VORGEGEBENER TEXT -
----

Rz. 104
Werden Zinsscheine oder Zinsforderungen nicht isoliert, sondern zusammen mit den zugehörigen Schuldverschreibungen oder Kapitalforderungen veräußert, und werden die bis zum Veräußerungszeitpunkt angefallenen Zinsen des laufenden Zinszahlungszeitraums dem Erwerber gesondert in Rechnung gestellt, gehören diese Zinseinnahmen beim Veräußerer nach § 20 Abs. 2 S. 1 Nr. 3 EStG in der bis zum 31.12.2008 geltenden Fassung als Stückzinsen zu den Einkünften aus Kapitalvermögen. Der Erwerber der Stückzinsen kann entsprechend negative Einnahmen aus Kapitalvermögen geltend machen (§ 20 EStG n. F. Rz. 258ff.). Diese Stückzinsen unterliegen bei Zufluss bis zum 31.12.2008 auch dem als Zinsabschlag zu erhebenden Steuerabzug vom Kapitalertrag.

----

BEREITGESTELLTE DATEN -
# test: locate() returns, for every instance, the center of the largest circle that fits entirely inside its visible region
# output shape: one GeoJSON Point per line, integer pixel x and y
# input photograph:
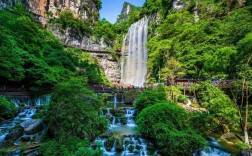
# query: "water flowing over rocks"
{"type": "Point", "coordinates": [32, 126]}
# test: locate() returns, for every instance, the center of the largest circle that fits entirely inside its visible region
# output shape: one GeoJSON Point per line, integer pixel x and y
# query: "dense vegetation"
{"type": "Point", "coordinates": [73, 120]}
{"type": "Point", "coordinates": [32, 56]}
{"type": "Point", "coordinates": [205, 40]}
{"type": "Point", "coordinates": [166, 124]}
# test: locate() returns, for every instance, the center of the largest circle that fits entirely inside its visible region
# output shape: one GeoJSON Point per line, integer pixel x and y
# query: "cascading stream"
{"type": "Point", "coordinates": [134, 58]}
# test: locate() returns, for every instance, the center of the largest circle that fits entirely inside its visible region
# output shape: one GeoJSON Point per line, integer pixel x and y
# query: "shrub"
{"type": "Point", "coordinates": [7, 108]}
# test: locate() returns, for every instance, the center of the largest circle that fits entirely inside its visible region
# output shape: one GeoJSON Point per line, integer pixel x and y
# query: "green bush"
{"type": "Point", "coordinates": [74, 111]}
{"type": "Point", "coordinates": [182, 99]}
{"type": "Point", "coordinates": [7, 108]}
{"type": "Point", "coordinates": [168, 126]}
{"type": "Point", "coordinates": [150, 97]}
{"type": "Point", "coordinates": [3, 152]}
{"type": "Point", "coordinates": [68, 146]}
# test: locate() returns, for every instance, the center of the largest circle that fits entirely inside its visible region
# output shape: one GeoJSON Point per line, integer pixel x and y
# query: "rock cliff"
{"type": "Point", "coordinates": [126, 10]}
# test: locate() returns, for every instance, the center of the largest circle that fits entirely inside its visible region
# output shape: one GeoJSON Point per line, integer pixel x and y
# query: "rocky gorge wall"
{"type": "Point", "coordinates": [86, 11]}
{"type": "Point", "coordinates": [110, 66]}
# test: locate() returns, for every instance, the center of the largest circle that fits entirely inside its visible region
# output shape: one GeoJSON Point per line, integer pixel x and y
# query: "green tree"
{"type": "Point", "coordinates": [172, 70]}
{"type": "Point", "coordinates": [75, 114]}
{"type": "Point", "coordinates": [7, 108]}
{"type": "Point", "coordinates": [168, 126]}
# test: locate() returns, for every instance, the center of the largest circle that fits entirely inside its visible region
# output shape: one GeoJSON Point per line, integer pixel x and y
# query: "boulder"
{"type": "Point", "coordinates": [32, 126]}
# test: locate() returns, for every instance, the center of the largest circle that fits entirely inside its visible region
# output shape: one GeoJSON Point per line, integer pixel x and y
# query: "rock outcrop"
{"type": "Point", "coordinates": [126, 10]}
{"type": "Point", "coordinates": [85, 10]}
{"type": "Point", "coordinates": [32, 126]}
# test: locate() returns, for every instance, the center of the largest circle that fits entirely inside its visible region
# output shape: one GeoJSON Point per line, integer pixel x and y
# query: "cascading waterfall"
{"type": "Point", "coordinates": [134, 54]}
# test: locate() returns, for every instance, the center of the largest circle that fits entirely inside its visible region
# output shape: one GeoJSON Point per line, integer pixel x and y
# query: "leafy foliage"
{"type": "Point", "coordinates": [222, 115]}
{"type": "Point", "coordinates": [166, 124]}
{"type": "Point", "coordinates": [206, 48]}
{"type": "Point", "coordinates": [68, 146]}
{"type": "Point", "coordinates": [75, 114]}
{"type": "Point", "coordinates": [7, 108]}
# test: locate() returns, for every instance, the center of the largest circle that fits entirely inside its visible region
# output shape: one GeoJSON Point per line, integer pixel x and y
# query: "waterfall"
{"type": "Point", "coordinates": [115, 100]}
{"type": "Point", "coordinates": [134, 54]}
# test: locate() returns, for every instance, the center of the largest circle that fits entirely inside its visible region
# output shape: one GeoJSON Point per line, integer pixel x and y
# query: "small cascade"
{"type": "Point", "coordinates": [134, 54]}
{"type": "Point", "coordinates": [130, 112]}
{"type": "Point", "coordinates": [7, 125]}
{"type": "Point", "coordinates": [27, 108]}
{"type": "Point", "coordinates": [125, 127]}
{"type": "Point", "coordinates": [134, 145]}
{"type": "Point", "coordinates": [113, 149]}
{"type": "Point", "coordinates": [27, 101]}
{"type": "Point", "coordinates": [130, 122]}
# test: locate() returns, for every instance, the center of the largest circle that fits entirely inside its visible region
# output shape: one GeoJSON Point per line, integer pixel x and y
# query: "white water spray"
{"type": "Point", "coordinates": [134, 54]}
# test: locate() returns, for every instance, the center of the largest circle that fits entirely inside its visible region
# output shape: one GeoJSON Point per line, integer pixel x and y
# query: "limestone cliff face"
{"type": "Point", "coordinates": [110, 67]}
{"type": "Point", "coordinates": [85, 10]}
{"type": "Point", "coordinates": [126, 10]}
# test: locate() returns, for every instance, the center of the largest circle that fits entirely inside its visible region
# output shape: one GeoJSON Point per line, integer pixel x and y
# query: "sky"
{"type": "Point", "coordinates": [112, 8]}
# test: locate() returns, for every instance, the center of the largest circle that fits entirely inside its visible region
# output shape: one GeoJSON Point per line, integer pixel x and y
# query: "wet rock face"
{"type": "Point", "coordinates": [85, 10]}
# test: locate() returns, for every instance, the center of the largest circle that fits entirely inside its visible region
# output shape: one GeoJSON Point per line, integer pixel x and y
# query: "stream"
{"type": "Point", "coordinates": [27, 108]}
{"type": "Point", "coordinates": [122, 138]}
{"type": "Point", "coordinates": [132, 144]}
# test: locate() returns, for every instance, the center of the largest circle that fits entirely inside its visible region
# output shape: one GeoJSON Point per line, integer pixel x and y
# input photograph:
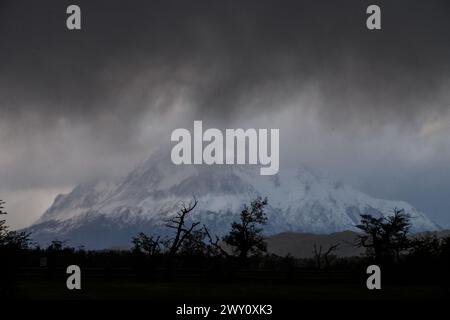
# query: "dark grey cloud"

----

ZUR AUFGABE -
Beantworten Sie anhand des Textes zu den Stückzinsen:
1. Nach welcher Vorschrift gehören die Stückzinsen beim Veräußerer zu den Einkünften aus Kapitalvermögen?
2. Was kann der Erwerber der Stückzinsen geltend machen?
3. Welchem Steuerabzug unterliegen die Stückzinsen bei Zufluss bis zum 31.12.2008?
Maßgeblich ist allein der Text zu den Stückzinsen.

ANTWORT -
1. Nach § 20 Abs. 2 S. 1 Nr. 3 EStG in der bis zum 31.12.2008 geltenden Fassung.
2. Negative Einnahmen aus Kapitalvermögen.
3. Dem als Zinsabschlag zu erhebenden Steuerabzug vom Kapitalertrag.